Short problem:
Beginning with the line that contains "the jagged rock outcrop", extract each line through the end of the listing below, with no additions or omissions.

-=-=-

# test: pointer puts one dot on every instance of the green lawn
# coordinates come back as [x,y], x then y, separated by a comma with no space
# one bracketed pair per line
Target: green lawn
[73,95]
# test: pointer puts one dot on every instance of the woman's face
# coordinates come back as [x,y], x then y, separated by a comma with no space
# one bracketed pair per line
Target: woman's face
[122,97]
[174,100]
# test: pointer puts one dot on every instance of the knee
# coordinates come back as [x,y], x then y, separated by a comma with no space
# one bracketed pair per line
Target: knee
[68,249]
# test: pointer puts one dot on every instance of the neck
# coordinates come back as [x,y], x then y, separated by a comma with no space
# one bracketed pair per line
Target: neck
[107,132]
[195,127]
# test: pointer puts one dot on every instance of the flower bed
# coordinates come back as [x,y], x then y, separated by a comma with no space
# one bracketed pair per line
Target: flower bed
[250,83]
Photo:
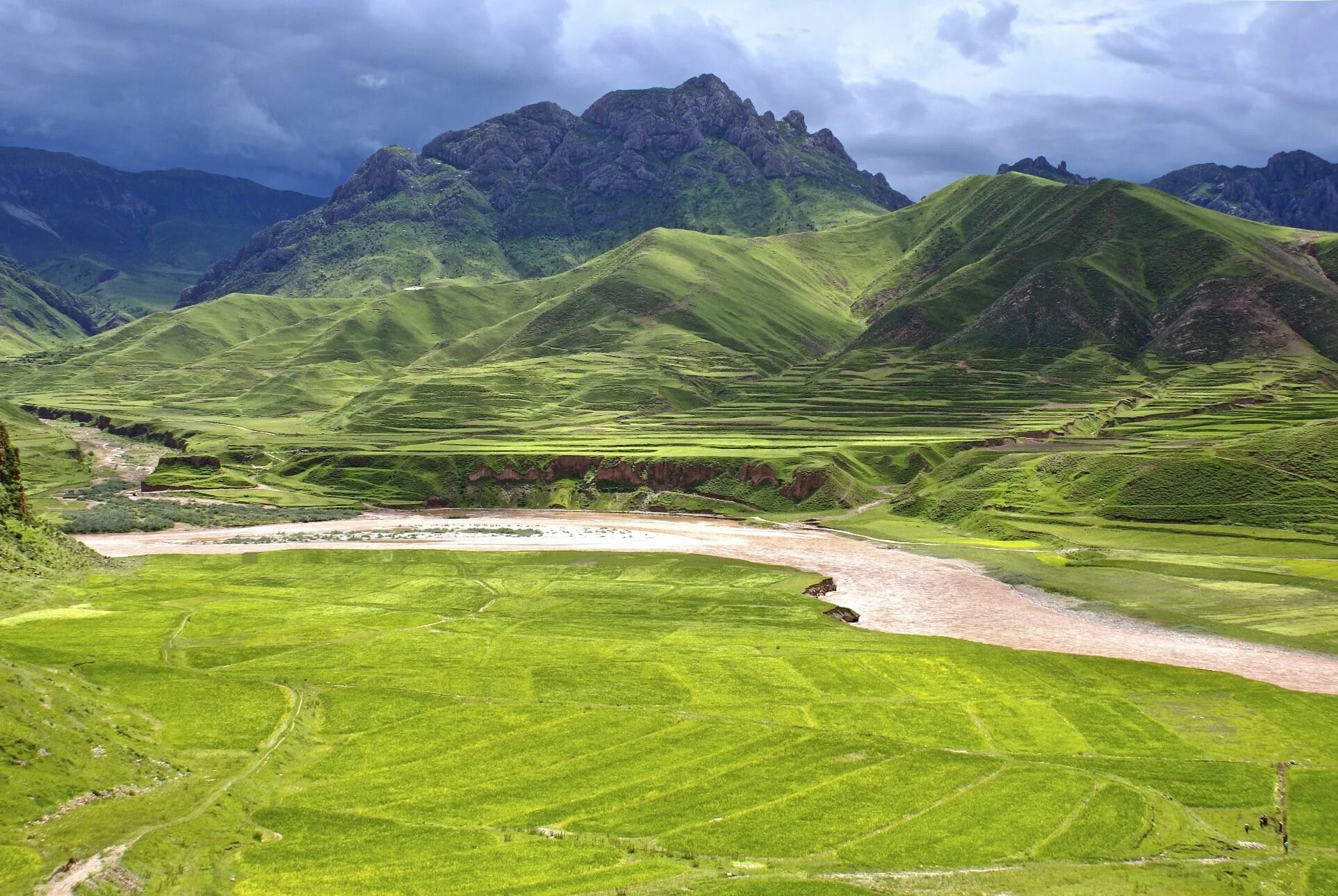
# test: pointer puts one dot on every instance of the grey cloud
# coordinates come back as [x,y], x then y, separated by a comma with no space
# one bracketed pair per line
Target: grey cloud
[982,38]
[295,92]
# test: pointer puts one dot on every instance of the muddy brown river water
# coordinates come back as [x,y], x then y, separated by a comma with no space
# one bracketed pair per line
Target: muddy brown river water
[892,590]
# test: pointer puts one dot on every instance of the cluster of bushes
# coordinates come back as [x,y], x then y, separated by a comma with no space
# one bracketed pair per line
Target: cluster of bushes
[121,514]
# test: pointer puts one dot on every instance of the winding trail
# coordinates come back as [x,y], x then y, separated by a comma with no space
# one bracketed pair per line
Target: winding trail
[892,590]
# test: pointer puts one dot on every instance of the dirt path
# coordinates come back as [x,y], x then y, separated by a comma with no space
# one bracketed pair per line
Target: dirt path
[107,861]
[892,590]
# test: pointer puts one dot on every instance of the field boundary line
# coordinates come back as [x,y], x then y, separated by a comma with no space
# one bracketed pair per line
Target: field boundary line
[906,819]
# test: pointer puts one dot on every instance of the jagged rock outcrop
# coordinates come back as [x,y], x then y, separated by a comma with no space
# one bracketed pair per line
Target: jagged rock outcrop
[1293,189]
[1041,168]
[538,190]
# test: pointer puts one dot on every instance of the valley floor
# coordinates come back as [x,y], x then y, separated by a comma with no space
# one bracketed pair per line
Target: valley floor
[633,721]
[892,590]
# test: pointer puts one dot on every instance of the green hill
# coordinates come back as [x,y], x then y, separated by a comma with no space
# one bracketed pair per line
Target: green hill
[131,238]
[539,190]
[792,372]
[1013,263]
[36,315]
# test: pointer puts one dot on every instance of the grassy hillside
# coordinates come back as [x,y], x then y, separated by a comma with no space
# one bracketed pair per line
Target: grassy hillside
[539,190]
[1020,263]
[36,315]
[130,240]
[578,724]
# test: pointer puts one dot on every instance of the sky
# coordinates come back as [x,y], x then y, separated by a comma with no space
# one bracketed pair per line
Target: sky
[295,92]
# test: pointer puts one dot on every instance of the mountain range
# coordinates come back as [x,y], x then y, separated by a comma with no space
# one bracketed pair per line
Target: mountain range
[133,238]
[539,190]
[989,266]
[1293,189]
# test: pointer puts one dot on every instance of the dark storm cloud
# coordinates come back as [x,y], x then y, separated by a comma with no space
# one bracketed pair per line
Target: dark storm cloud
[982,38]
[295,92]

-=-=-

Correct output:
# test: pointer puts one dot on every instance of the jagged rock outcrop
# coordinates come back as [x,y], x then y, separated by a comma with no space
# one bracketed pair per line
Target: jagged rock outcrop
[1293,189]
[1041,168]
[538,190]
# test: pointer puts one dot on every instance of the valley floor
# coordinates come back as [x,y], x then y, separated by a comma with no space
# one bracketed pair per line
Target: valley floor
[633,721]
[892,590]
# test: pointer puts one dot on every instance of the green hill
# coordinates come back as [x,y], x then y, separated by a comma with no space
# one bracketed pair per line
Target: green hill
[131,238]
[539,190]
[792,372]
[1013,263]
[36,315]
# test: pointer puts one dot on every instance of the grassy hillside
# coordinates come back as [x,y], x then y, separated by a comma with no space
# one bracketed pair per line
Target: grassy hillside
[539,190]
[1020,263]
[36,315]
[130,240]
[578,724]
# test: pointer puts one dot on every instance of the sky
# coordinates come back as [x,y], x then y, separated by a comma with no space
# one bracketed pair per line
Target: sky
[295,92]
# test: pointer puts one dot on every instance of the mountain range
# coordinates come back as [x,y], x then y, separated by a comma with no space
# one bracketed pair per line
Target: mountain range
[133,238]
[539,190]
[989,266]
[1293,189]
# test: pointer puts one dot on every instance of the dark storm cloud
# coordinates come back as [x,y], x then y, separated by a comma with no space
# one bracketed pair per line
Target: dark storm cloud
[982,38]
[295,92]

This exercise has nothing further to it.